• _Task directions_: Report every line of the items below that contains the word "thin", copying each such line in full, and count a line only if the letters match in case.

• _Input rows_:
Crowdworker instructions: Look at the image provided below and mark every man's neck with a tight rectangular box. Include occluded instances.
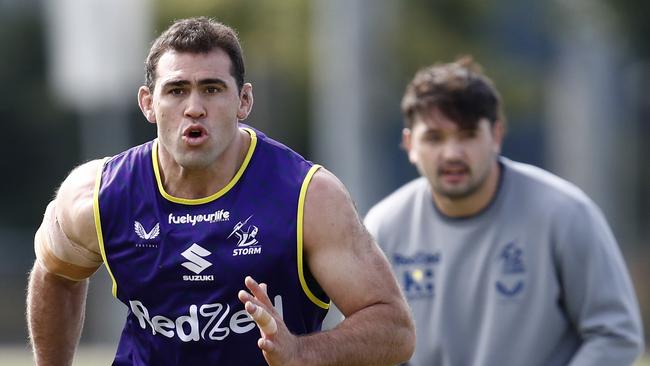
[433,161,502,217]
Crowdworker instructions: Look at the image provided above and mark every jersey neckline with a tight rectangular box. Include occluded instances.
[151,127,257,205]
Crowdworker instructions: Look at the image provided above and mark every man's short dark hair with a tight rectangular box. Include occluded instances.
[144,17,245,91]
[402,56,503,129]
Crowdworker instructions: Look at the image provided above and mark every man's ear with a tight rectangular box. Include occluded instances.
[402,128,417,164]
[138,85,156,123]
[492,119,506,154]
[237,83,253,121]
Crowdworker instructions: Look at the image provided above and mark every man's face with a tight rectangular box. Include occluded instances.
[138,49,252,169]
[402,108,503,200]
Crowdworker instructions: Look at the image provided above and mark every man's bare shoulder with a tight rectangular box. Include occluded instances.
[56,160,103,250]
[304,168,365,250]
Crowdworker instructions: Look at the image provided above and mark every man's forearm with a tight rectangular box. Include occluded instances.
[296,304,415,365]
[27,263,88,366]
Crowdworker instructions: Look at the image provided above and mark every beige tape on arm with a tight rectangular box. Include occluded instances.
[34,202,102,281]
[253,305,278,335]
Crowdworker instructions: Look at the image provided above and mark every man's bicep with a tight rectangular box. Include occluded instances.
[304,172,399,316]
[34,160,102,280]
[34,201,102,281]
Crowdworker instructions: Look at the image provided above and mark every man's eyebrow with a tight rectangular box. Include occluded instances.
[162,80,190,89]
[199,78,227,86]
[162,78,227,88]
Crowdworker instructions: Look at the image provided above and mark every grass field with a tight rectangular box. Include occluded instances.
[0,346,650,366]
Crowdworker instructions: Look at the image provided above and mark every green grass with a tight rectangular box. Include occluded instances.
[0,345,650,366]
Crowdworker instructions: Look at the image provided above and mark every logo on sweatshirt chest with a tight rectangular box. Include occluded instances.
[391,252,440,300]
[495,242,526,298]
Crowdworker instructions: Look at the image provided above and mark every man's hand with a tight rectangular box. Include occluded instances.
[238,276,298,366]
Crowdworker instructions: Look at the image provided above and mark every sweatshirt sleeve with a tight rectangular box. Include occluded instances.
[556,201,644,366]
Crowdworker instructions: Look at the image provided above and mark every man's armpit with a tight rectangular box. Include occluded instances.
[34,202,102,281]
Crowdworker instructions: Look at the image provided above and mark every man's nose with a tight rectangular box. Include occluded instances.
[185,92,206,119]
[442,137,464,160]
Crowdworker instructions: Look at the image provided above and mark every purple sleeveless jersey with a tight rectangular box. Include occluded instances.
[95,127,329,365]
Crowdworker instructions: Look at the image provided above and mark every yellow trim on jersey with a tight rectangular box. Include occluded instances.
[296,165,330,310]
[151,127,257,205]
[93,158,117,297]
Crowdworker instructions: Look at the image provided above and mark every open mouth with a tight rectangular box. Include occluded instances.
[438,164,469,182]
[183,125,208,146]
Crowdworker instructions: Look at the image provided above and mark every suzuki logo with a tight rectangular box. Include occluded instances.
[181,243,212,274]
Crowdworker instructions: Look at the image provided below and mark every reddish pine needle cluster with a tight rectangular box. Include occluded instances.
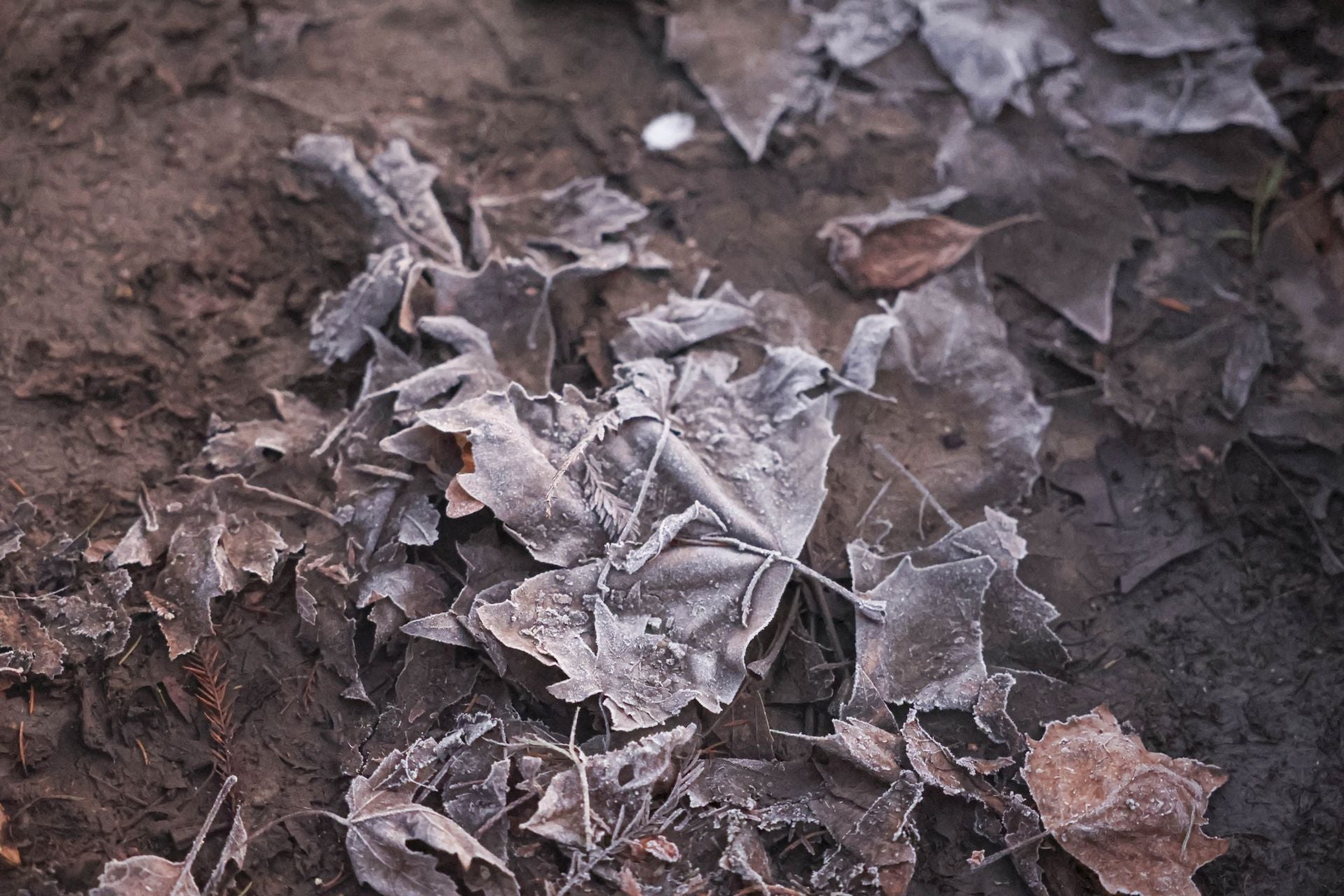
[183,639,234,778]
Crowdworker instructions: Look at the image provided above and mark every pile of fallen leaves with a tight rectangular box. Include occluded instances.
[0,0,1340,896]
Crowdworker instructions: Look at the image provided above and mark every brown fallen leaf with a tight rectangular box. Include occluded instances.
[817,188,1036,293]
[1023,706,1227,896]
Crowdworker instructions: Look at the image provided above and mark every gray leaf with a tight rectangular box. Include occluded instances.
[918,0,1074,121]
[665,0,818,161]
[345,750,513,896]
[1093,0,1252,57]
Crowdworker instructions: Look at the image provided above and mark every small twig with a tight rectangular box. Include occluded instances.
[1242,435,1344,575]
[472,792,538,839]
[681,535,886,621]
[117,633,145,666]
[247,808,349,844]
[183,639,235,778]
[180,775,238,892]
[617,416,672,541]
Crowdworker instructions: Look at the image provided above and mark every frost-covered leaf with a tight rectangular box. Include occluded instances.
[0,595,66,678]
[459,349,832,729]
[110,474,317,657]
[289,134,462,265]
[916,0,1074,121]
[910,507,1068,672]
[89,778,246,896]
[806,0,919,69]
[345,744,513,896]
[812,262,1050,573]
[200,808,247,896]
[665,0,818,161]
[523,725,695,846]
[900,709,1011,814]
[1023,706,1227,896]
[34,570,130,662]
[938,117,1153,342]
[472,177,649,276]
[797,714,904,785]
[368,316,508,414]
[1093,0,1254,57]
[1078,47,1294,146]
[368,137,462,266]
[405,349,832,728]
[856,556,995,709]
[615,501,724,573]
[812,771,923,896]
[612,284,757,361]
[421,258,555,395]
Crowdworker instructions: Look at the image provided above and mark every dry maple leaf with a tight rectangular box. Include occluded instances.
[89,778,247,896]
[821,204,1033,291]
[1023,706,1227,896]
[345,744,513,896]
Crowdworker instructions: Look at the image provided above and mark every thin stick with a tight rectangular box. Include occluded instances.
[617,416,672,541]
[970,830,1055,873]
[174,775,238,889]
[1242,435,1344,575]
[868,442,962,532]
[247,808,349,844]
[685,535,886,621]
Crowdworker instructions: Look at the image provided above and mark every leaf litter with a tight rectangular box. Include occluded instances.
[18,0,1338,896]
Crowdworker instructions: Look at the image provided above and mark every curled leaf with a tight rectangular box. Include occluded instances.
[1023,706,1227,896]
[345,741,513,896]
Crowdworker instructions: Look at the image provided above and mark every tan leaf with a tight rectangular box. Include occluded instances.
[839,215,985,290]
[1023,706,1227,896]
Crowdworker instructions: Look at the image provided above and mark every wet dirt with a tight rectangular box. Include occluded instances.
[0,0,1344,895]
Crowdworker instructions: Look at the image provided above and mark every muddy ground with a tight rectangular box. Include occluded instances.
[0,0,1344,896]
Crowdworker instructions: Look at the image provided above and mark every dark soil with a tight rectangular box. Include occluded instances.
[0,0,1344,896]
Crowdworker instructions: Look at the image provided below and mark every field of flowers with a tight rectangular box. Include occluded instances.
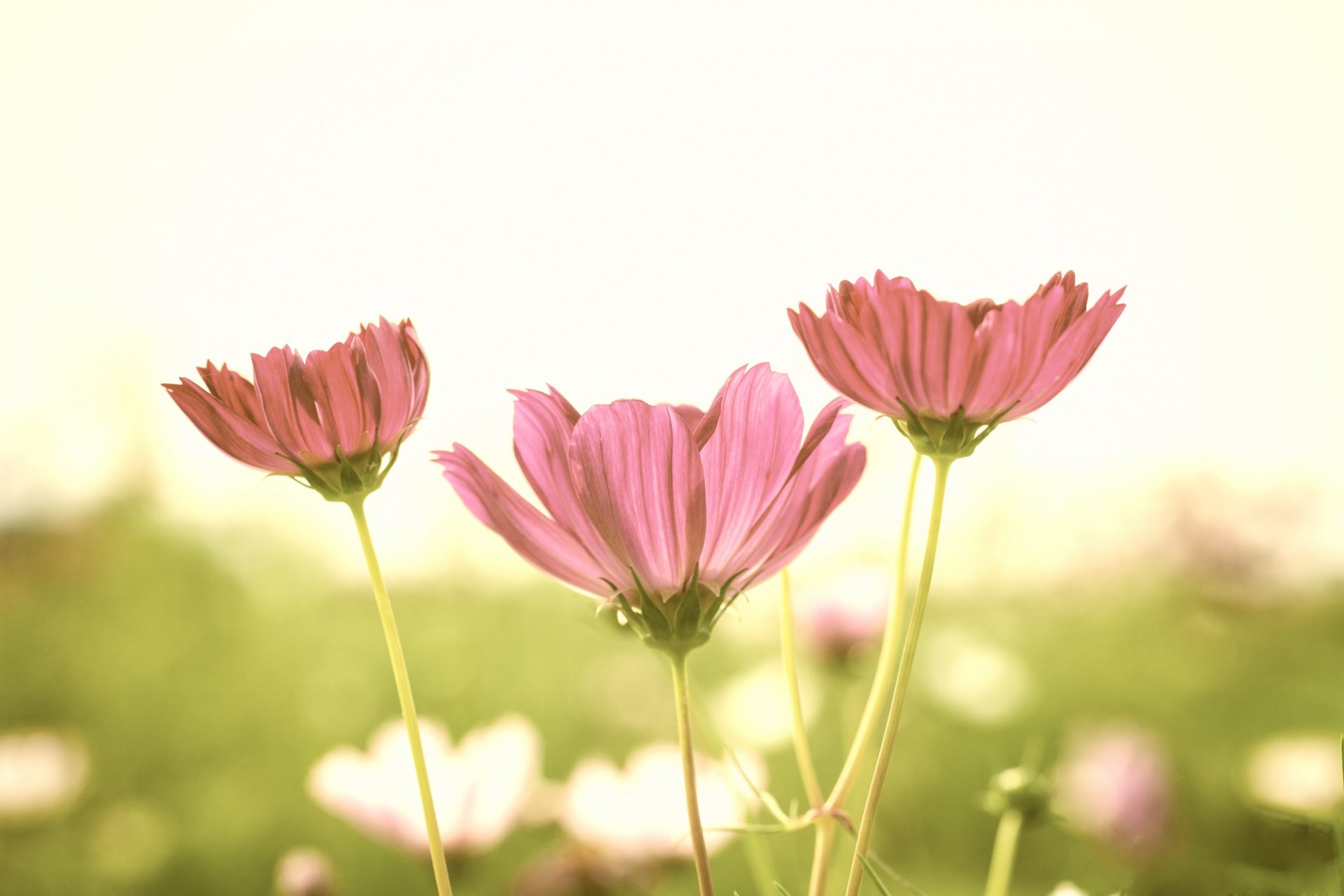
[0,497,1344,896]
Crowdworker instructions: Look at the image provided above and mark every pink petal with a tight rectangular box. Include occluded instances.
[511,388,628,579]
[302,341,377,456]
[434,444,612,596]
[164,374,298,475]
[253,346,335,462]
[700,364,802,579]
[360,317,414,447]
[1005,289,1125,419]
[742,416,867,587]
[789,305,904,418]
[568,400,706,596]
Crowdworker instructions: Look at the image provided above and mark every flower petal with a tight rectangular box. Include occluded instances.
[434,444,624,596]
[700,364,802,582]
[164,373,298,475]
[568,400,704,596]
[511,388,629,580]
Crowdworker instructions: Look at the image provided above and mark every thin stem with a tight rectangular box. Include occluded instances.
[846,456,951,896]
[668,653,714,896]
[349,496,453,896]
[985,808,1021,896]
[780,570,821,808]
[808,816,837,896]
[827,453,923,808]
[808,451,923,896]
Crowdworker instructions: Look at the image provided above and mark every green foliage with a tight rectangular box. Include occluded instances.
[0,505,1344,896]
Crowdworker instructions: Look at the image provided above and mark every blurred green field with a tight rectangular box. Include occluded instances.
[0,501,1344,896]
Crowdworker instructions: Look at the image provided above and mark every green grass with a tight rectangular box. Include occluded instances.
[0,503,1344,896]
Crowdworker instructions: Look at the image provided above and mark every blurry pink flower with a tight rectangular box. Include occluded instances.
[789,272,1125,454]
[1055,725,1170,855]
[164,318,428,497]
[308,716,542,855]
[437,364,864,617]
[559,744,766,868]
[797,568,891,659]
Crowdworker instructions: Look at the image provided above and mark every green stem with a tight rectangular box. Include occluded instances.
[780,570,821,808]
[668,653,714,896]
[808,451,923,896]
[846,456,953,896]
[985,808,1021,896]
[349,496,453,896]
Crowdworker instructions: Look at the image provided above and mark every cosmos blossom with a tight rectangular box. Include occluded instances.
[789,272,1125,453]
[308,716,542,855]
[437,364,865,610]
[558,744,766,868]
[164,318,428,494]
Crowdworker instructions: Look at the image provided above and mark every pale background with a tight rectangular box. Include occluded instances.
[0,3,1344,591]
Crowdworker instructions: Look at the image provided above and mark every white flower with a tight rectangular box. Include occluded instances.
[308,716,542,855]
[0,731,89,818]
[1246,734,1344,817]
[714,658,825,750]
[559,744,766,865]
[1050,880,1087,896]
[276,846,332,896]
[919,629,1033,727]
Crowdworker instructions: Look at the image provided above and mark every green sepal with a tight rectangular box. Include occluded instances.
[615,592,649,638]
[672,587,700,640]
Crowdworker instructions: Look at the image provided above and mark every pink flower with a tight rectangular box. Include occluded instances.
[164,318,428,500]
[558,744,767,868]
[437,364,864,631]
[789,272,1125,456]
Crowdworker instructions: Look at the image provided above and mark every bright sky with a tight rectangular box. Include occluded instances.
[0,0,1344,583]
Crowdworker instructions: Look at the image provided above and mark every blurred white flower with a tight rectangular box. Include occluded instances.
[794,567,892,659]
[713,658,824,750]
[1055,722,1170,853]
[276,846,332,896]
[0,731,89,818]
[1050,880,1087,896]
[308,716,542,855]
[1050,880,1119,896]
[559,744,766,865]
[1245,734,1344,818]
[919,629,1035,727]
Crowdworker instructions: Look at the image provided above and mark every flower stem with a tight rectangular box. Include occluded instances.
[808,451,923,896]
[985,808,1021,896]
[349,496,453,896]
[780,570,821,808]
[668,652,714,896]
[846,456,953,896]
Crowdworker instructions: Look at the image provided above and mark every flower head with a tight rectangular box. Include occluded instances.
[1055,724,1172,855]
[164,318,428,500]
[437,364,864,646]
[0,729,89,821]
[308,716,542,855]
[559,744,766,868]
[797,567,891,661]
[789,272,1125,456]
[276,846,333,896]
[1245,734,1344,820]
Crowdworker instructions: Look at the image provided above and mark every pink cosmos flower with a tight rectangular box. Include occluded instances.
[789,272,1125,454]
[308,715,542,855]
[164,317,428,497]
[437,364,864,631]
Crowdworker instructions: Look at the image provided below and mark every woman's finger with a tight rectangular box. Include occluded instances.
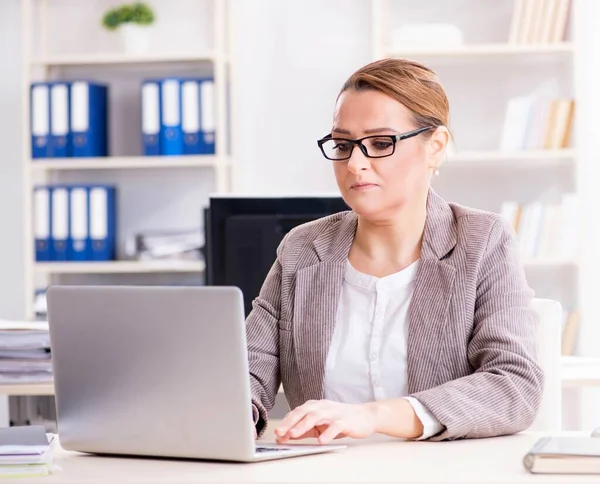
[318,421,342,444]
[275,406,307,437]
[287,412,327,439]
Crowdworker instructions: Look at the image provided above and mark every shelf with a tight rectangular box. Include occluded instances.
[30,155,219,171]
[442,148,576,168]
[31,52,219,67]
[0,383,54,397]
[35,260,205,274]
[388,42,574,57]
[523,259,577,269]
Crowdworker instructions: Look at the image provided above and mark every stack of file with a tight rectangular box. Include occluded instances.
[33,185,117,262]
[127,228,204,260]
[30,81,108,158]
[141,77,215,156]
[0,426,55,478]
[0,320,52,384]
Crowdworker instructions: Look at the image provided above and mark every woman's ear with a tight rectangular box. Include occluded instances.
[427,126,450,170]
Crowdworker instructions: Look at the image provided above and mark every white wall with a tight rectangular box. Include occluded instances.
[233,0,371,193]
[0,0,24,319]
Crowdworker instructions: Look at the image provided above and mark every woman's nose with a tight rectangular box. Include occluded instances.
[348,146,371,174]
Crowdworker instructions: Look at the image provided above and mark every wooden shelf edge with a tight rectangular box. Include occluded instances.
[31,51,223,66]
[29,155,223,171]
[385,42,575,57]
[34,261,206,274]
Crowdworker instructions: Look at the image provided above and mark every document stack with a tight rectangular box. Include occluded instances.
[0,320,52,384]
[31,81,108,158]
[127,229,204,260]
[0,425,55,479]
[33,185,117,262]
[141,78,215,156]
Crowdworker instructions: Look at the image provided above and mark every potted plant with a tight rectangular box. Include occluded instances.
[102,2,155,53]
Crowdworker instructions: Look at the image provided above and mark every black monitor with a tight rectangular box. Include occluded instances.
[204,196,348,316]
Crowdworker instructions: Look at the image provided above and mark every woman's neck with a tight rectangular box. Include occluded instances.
[349,202,427,277]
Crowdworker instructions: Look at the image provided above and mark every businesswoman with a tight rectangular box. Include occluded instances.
[247,59,543,443]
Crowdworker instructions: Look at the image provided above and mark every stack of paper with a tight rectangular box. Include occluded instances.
[0,426,54,478]
[126,228,204,260]
[0,320,52,384]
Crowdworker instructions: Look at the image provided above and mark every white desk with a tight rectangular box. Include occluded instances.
[14,434,600,484]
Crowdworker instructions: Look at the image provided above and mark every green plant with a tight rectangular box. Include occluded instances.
[102,2,155,30]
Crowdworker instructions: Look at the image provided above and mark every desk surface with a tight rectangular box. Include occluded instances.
[19,433,599,484]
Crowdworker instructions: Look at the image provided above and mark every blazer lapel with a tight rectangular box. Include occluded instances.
[407,190,456,393]
[293,212,358,400]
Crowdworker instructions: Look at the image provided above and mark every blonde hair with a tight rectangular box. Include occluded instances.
[338,59,450,135]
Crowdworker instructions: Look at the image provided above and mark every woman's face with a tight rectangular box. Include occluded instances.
[331,90,447,220]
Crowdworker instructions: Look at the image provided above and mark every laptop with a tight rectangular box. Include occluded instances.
[47,286,345,462]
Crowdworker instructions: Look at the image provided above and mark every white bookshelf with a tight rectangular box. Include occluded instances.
[444,148,577,168]
[371,0,600,428]
[381,42,574,59]
[30,156,221,172]
[31,51,220,67]
[371,0,580,322]
[34,260,205,275]
[16,0,233,324]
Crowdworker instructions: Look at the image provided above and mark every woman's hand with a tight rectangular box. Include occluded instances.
[275,400,376,444]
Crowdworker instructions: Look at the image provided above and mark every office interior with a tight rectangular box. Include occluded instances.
[0,0,600,438]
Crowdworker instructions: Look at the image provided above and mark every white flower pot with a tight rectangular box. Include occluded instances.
[119,24,152,54]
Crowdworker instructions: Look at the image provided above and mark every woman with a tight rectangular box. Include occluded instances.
[247,59,543,443]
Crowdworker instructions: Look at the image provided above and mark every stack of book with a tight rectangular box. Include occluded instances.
[0,320,52,384]
[500,193,579,262]
[0,426,55,479]
[500,82,575,152]
[508,0,571,44]
[126,228,204,260]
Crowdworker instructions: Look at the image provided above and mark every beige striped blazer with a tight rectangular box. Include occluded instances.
[246,190,543,440]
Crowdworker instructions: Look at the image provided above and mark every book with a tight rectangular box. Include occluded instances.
[0,425,54,478]
[523,436,600,474]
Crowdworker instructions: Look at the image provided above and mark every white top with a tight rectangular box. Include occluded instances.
[325,261,443,439]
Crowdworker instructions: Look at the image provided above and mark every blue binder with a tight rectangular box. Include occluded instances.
[48,82,71,158]
[141,80,161,156]
[29,82,50,158]
[160,78,183,156]
[68,186,91,261]
[88,185,117,261]
[181,78,215,155]
[71,81,109,158]
[33,186,52,262]
[50,185,70,261]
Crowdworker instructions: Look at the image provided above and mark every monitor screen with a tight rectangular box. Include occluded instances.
[205,196,349,316]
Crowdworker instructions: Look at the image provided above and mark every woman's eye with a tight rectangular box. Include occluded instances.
[333,143,350,153]
[371,140,392,151]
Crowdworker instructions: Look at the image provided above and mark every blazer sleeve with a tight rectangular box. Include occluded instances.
[246,238,285,437]
[412,220,543,440]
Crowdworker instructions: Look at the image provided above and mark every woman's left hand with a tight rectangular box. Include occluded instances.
[275,400,375,444]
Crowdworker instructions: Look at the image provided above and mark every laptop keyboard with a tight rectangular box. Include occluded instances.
[256,447,292,452]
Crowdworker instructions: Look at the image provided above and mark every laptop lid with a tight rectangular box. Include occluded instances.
[47,286,254,460]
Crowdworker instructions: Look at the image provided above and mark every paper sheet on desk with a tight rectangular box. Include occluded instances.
[0,319,50,331]
[0,319,50,351]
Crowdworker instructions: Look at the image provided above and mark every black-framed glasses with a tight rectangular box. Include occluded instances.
[317,126,434,161]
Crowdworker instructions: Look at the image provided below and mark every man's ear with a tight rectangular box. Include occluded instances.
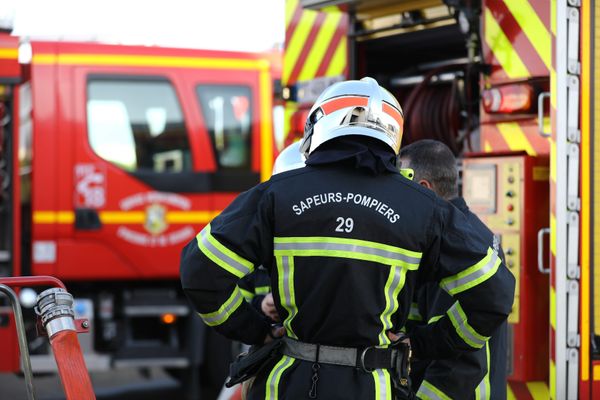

• _Correct output_:
Crowdworker instructions: Look at the image provided above and mark every thin stick with a tight rectangular box. Include occluded instances.
Crowdworker instructions: Look at the image provided above and mark every thin stem with a tight rectangular box. Include occluded instances.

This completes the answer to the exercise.